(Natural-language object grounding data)
- Opening Delimiter -
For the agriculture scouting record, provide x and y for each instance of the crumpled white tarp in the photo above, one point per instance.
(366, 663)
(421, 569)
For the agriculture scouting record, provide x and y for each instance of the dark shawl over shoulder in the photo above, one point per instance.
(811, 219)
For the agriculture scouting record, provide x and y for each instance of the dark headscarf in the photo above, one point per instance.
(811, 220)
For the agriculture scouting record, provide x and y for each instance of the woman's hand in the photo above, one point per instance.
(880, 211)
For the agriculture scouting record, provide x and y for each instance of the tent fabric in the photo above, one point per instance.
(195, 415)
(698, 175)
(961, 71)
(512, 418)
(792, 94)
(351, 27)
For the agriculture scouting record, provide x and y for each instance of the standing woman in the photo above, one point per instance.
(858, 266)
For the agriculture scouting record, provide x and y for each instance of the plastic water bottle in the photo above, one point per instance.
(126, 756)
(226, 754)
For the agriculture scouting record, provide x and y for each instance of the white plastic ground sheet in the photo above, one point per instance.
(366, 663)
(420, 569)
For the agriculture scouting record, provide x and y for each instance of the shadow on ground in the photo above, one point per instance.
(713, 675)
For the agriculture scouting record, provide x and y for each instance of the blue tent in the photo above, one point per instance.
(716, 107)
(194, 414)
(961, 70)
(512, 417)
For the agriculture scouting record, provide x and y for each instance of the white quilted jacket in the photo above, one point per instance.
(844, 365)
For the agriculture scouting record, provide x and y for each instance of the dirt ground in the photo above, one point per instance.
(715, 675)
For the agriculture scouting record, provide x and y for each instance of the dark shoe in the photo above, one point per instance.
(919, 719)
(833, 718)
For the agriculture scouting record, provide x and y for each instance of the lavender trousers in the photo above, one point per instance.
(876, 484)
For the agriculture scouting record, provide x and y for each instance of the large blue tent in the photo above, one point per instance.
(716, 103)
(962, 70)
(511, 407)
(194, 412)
- Closing Delimiter -
> _Problem_
Repeat the data above starting at the line with "of the large" and ending at its last line, exactly, with no other lines.

> _Result for this task_
For the agriculture scouting record, provide x and y for each instance of the large blue tent in the photo above, one point per instance.
(716, 103)
(962, 70)
(511, 407)
(194, 412)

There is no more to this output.